-- Opening Marker --

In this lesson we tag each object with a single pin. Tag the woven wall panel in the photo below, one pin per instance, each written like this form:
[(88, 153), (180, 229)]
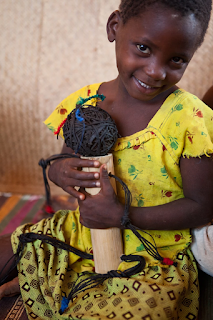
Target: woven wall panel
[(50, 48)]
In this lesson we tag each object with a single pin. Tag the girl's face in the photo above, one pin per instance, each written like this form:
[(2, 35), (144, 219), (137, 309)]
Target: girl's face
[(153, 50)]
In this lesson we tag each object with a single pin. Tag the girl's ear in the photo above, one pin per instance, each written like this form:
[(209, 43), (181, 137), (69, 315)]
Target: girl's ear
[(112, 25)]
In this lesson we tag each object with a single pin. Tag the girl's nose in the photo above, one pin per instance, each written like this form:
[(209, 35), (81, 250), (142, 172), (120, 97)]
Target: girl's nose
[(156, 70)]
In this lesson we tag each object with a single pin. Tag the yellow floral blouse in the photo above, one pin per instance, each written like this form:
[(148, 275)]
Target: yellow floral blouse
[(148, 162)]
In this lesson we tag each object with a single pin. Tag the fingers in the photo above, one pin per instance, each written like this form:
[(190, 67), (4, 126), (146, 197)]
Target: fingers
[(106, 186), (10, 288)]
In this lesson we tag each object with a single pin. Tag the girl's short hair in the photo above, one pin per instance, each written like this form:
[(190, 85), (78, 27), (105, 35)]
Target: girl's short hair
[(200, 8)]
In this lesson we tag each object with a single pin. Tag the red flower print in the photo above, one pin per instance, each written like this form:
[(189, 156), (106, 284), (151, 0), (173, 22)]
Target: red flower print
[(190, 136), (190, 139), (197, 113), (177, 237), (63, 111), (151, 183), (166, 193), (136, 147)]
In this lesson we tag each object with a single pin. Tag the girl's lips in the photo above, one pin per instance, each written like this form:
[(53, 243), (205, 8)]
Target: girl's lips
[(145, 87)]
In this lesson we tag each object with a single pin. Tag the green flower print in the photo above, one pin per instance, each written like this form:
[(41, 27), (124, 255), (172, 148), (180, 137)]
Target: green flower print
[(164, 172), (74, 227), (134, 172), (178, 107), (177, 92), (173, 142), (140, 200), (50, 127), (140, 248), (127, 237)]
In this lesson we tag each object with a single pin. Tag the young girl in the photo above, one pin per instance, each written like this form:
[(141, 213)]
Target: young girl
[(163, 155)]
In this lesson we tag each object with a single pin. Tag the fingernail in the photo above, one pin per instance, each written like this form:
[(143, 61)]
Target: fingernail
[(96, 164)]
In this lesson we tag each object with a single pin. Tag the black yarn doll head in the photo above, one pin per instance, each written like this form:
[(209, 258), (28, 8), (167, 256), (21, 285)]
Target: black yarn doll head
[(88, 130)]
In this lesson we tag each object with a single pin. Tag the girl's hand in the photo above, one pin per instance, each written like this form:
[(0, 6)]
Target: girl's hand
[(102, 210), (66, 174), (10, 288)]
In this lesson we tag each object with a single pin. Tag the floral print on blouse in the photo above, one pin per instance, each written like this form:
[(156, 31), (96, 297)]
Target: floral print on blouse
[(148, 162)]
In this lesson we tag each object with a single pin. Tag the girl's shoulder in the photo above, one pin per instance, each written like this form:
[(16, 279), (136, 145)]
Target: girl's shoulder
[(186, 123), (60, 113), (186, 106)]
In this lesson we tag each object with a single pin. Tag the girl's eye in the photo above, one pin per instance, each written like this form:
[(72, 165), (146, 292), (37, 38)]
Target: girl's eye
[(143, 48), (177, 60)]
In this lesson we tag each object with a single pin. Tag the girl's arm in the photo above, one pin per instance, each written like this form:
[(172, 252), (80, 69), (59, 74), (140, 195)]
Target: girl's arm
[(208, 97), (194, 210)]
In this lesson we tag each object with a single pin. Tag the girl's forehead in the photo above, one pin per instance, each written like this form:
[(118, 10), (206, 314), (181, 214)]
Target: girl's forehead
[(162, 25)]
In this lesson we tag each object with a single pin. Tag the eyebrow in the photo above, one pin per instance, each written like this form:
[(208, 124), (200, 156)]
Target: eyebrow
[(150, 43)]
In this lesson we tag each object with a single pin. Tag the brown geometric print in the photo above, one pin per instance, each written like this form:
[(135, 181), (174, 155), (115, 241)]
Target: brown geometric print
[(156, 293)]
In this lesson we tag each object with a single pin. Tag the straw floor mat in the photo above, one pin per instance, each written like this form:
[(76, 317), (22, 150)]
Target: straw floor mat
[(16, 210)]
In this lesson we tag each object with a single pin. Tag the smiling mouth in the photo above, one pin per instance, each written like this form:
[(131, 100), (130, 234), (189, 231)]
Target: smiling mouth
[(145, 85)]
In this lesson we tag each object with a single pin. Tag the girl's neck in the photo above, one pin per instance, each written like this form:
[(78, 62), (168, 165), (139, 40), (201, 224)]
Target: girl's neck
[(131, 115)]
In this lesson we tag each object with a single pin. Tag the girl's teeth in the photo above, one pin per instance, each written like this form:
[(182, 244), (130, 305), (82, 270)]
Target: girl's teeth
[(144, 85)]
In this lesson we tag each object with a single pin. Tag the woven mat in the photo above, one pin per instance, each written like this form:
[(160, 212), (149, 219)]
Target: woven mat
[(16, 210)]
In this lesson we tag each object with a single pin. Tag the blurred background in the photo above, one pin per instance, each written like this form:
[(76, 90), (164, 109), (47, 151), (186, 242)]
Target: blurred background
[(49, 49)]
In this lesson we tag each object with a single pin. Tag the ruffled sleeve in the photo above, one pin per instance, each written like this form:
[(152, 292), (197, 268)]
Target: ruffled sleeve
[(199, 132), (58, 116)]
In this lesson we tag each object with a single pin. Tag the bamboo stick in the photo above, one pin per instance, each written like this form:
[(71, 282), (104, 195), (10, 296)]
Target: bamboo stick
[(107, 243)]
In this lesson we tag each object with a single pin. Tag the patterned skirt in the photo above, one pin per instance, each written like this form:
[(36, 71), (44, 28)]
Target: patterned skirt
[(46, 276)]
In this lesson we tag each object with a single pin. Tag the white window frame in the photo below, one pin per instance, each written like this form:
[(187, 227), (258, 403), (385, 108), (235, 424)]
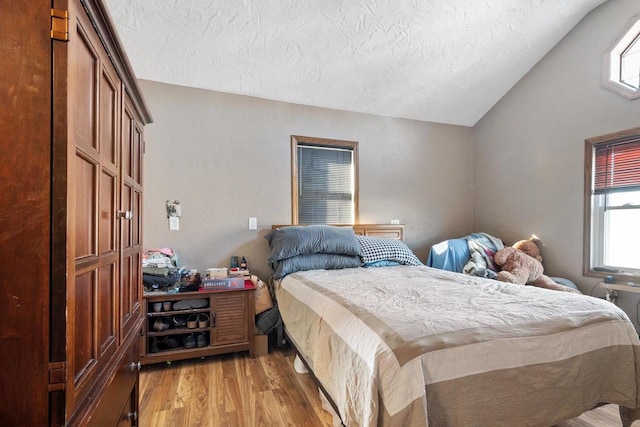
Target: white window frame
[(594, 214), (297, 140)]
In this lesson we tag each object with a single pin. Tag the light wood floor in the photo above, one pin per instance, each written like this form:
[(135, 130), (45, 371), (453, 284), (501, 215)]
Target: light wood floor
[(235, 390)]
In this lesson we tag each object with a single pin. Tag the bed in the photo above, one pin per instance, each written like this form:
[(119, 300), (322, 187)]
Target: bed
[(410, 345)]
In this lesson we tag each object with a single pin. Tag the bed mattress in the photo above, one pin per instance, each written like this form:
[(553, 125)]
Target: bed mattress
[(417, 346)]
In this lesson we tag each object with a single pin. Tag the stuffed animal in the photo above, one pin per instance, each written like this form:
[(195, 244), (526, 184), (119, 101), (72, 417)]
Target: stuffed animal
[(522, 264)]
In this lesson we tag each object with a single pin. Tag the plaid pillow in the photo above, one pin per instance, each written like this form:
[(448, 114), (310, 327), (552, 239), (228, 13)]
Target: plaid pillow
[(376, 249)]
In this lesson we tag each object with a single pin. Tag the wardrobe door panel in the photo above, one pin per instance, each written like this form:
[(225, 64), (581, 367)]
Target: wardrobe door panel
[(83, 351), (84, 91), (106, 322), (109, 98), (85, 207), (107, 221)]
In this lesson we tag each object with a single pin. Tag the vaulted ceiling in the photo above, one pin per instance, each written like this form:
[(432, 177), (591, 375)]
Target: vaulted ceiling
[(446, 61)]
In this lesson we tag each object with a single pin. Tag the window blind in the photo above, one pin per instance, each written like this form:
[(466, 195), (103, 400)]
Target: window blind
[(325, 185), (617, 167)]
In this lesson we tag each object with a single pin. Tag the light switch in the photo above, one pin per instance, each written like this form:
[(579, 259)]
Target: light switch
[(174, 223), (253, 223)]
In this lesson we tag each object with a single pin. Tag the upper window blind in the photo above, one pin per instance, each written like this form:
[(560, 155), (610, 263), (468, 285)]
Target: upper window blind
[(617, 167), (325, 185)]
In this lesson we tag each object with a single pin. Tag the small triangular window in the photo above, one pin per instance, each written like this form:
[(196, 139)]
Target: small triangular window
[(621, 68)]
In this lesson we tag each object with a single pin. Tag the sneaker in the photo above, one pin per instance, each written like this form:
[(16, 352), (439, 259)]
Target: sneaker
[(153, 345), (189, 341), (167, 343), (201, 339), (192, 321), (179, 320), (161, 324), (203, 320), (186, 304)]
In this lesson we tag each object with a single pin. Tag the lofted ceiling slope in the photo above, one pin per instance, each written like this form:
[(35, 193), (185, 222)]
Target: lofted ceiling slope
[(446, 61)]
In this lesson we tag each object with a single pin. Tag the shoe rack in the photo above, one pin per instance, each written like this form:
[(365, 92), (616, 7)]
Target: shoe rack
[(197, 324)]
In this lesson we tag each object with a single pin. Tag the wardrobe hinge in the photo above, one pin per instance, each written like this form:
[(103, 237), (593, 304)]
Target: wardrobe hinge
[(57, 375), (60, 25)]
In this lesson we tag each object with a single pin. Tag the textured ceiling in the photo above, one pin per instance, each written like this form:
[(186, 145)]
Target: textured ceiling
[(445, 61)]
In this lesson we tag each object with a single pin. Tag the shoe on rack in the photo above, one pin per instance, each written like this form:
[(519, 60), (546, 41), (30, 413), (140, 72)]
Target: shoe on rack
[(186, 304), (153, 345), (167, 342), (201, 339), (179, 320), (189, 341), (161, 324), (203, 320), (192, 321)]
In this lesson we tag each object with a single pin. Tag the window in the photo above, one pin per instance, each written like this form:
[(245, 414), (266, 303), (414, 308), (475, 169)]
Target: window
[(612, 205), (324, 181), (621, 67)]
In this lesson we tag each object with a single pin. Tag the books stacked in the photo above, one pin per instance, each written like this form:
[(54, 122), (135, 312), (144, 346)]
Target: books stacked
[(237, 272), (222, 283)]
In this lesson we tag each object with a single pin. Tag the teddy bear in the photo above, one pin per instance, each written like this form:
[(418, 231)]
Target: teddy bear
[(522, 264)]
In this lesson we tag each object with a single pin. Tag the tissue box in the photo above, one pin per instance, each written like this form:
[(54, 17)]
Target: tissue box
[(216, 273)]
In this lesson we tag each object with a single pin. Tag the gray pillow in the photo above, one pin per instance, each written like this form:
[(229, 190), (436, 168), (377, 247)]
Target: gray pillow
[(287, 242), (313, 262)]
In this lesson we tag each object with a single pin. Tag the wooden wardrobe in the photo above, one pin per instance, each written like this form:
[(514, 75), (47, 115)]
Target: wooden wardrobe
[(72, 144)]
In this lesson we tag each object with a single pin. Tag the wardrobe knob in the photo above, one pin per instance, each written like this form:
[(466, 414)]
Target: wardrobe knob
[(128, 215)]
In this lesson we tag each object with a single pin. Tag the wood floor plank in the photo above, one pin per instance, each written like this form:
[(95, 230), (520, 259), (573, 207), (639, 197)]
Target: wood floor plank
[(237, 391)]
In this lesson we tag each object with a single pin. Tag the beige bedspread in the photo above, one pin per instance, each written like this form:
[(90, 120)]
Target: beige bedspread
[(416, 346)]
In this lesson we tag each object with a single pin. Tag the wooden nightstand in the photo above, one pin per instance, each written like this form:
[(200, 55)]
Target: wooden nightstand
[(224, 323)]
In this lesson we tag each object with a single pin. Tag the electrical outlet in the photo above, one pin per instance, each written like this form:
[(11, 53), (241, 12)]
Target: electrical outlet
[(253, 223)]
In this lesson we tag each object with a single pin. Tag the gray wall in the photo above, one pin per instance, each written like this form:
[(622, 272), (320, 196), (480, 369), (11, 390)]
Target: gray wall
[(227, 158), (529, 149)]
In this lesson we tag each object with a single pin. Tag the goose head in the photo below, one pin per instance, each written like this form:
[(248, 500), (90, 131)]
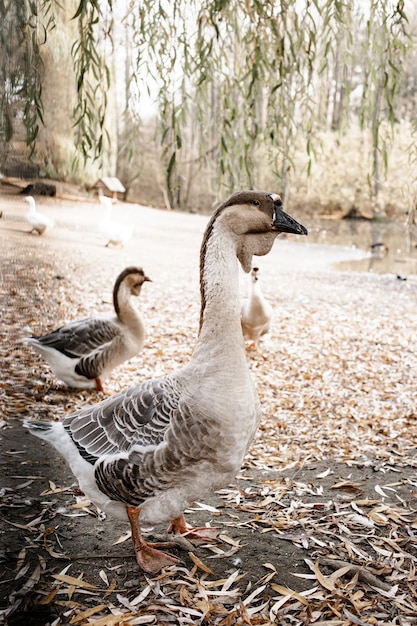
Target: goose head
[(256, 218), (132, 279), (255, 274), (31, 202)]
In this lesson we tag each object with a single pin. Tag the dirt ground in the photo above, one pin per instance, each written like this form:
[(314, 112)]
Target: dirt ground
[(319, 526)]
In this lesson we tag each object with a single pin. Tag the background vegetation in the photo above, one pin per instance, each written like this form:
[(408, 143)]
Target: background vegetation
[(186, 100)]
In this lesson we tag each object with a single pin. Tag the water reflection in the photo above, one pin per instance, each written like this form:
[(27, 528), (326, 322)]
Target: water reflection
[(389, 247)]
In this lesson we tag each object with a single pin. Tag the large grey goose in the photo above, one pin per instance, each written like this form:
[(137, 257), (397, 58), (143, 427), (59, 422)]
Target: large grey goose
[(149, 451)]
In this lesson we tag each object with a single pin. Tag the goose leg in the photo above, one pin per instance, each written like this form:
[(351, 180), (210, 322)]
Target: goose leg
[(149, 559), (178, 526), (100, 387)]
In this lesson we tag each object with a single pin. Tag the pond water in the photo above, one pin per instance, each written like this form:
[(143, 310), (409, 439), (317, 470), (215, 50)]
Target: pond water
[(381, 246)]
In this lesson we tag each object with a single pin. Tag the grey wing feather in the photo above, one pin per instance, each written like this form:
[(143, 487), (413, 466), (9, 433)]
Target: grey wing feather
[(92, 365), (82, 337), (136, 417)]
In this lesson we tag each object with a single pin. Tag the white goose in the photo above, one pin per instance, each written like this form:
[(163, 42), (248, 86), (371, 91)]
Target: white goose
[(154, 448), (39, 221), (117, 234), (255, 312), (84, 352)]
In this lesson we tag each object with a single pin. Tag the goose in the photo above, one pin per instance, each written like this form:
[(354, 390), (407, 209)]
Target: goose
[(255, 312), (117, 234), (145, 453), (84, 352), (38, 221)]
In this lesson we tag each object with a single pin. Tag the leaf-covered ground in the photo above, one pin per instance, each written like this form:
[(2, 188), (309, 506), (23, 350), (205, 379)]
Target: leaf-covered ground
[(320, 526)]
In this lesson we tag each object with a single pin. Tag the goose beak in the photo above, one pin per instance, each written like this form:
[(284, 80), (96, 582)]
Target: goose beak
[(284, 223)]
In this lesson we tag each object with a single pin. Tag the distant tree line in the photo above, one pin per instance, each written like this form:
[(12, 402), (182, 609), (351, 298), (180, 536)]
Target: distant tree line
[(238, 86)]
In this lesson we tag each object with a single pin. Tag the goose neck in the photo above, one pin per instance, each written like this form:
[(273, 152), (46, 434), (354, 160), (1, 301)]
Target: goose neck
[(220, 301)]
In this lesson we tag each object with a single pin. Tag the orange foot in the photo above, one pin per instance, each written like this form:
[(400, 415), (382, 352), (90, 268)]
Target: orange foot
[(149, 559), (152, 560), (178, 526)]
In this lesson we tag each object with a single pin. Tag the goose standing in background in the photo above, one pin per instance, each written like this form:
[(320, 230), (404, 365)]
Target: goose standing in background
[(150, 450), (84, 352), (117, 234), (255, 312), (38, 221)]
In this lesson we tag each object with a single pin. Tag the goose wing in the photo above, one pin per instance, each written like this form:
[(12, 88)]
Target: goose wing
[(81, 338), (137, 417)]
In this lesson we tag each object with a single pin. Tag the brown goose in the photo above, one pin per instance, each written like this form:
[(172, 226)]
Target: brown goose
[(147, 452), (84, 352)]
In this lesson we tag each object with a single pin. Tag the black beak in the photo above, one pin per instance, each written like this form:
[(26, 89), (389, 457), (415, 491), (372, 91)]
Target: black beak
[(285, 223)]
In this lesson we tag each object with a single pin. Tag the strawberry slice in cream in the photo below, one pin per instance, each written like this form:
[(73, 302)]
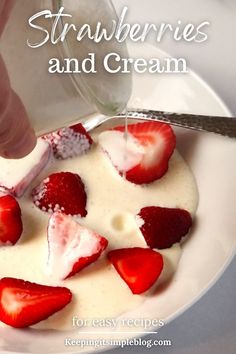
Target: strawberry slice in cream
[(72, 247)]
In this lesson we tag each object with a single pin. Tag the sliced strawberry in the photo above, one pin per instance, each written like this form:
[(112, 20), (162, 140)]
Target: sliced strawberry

-- Closing Marker --

## [WHAT YOU HAVE TO DO]
Gather all lines with the string "below" from the data.

## [RESULT OF THE EXERCISE]
In this lesson we tag each object with a single pin. Tag the woven wall panel in the photo below, one pin per instance, each written like this form:
In this lesson we tag each object with a single pin. Tag the white window frame in the photo below, one pin per instance, each written like this form:
In this lesson we tag each object with a single pin. Tag the goose head in the photo below, one pin per instance, each written like this form:
In this lesson we tag each object with a single pin. Tag the strawberry slice in cream in the photo below, one pin per instance, each written like this form:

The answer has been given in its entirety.